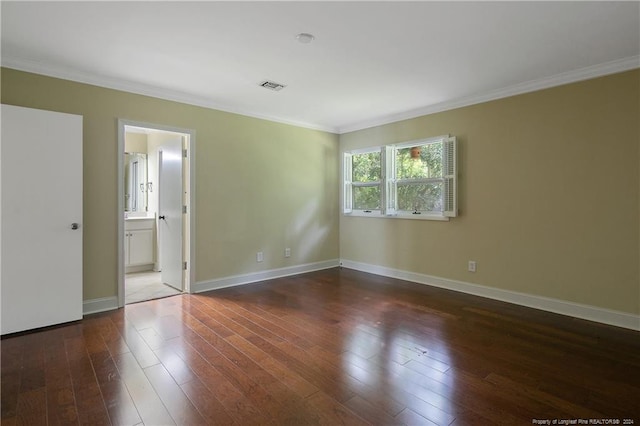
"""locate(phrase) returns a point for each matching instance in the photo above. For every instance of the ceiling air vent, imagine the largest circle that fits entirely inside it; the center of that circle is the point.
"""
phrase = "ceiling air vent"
(272, 85)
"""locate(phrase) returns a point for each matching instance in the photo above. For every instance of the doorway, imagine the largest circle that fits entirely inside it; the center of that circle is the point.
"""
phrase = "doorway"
(155, 215)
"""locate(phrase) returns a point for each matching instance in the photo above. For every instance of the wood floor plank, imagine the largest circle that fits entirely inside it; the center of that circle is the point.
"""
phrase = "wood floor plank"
(177, 403)
(329, 347)
(148, 404)
(120, 405)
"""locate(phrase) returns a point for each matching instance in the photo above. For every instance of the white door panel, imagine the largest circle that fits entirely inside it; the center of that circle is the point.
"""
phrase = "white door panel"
(41, 180)
(170, 212)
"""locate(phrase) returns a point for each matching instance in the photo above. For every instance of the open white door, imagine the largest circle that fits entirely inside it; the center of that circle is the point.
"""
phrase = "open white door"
(170, 214)
(41, 230)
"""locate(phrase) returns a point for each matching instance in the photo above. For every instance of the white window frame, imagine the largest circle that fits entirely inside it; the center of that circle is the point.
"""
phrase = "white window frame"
(349, 184)
(389, 181)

**ASSIGNMENT:** A precise repetition of every entry, free of pictures, is the expected answer.

**ANSWER SPACE:**
"""locate(phrase) returns a point for each matching instance in the photo above. For every instance of the ceiling air vent, imagine the largest circle that fits entirely inside it; the center of that circle is the point.
"""
phrase = "ceiling air vent"
(272, 85)
"""locate(phrase) returns a point for each matching instance in the photo above. For every instance of the doorway, imagine the largest circle that fits entirely inside it; the center of that circle is the point.
"""
phrase = "doorway"
(155, 215)
"""locate(phrase) returns a point for each matching instance in the photo above. For every instance of the wood floor plank, imagine the largest circle that fits entirely inside it; the center of that circle is the point.
"""
phrase = "wood floor plank"
(177, 403)
(329, 347)
(148, 404)
(120, 405)
"""locate(phrase) returns a point for each matching instance in the photo above. For every instance of the white door panel, imagine the largest circle that fits entirely inside it; the center of that circle is the point.
"""
phrase = "white door panel"
(41, 180)
(170, 212)
"""locate(phrase) returns a point for each matching instance in the photo above. For every instance of the open white door, imagine the largest circle that fits entirely inside it; the center of that circle is the point.
"""
phrase = "open white door"
(170, 214)
(41, 230)
"""locate(phrase) returns a point for each matching instance in the photo above. For every instance of the white window frame, imagine the largest circle that fits entirely inside it; the center of that circle is the point.
"""
phrase = "white window frame"
(349, 184)
(389, 181)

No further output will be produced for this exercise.